= Your instructions =
Where does the string "waterfront" occur in the records below? Copy every line that holds it.

○ ○ ○ ○ ○

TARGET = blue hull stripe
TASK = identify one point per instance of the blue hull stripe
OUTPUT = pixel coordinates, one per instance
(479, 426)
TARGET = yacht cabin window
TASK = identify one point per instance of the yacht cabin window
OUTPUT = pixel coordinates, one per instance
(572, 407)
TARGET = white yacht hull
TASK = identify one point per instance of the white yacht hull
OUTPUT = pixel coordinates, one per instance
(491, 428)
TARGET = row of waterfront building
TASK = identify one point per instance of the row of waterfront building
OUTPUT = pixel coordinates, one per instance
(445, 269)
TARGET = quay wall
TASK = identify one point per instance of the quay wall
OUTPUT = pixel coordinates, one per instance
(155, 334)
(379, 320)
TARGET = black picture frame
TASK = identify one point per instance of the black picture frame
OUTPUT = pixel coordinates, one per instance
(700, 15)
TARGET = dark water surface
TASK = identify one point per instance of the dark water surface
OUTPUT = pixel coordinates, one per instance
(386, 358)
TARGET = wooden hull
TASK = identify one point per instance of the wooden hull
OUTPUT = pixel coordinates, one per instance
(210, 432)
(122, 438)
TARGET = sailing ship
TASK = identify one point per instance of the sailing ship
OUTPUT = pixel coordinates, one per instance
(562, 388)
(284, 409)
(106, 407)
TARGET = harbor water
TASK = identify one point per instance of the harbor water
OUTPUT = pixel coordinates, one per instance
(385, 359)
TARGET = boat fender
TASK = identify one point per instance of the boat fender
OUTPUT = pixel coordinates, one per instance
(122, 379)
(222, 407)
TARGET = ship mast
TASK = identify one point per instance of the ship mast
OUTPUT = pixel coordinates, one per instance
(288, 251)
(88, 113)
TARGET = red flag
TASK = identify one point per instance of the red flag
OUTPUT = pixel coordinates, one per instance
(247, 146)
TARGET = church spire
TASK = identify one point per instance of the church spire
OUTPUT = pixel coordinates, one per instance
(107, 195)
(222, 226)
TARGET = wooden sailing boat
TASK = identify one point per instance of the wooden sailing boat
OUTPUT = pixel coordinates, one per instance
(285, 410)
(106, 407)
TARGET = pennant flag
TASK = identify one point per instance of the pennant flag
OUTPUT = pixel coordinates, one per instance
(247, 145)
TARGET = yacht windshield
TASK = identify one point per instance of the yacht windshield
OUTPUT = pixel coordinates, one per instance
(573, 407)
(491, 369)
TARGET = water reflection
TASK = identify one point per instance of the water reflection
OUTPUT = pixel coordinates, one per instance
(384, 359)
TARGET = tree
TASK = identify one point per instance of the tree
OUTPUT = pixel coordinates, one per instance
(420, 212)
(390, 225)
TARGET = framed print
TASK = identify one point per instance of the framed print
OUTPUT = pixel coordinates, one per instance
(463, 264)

○ ○ ○ ○ ○

= Answer box =
TARGET = row of waterfront building
TASK = identify one point per instance of the row of waterfront building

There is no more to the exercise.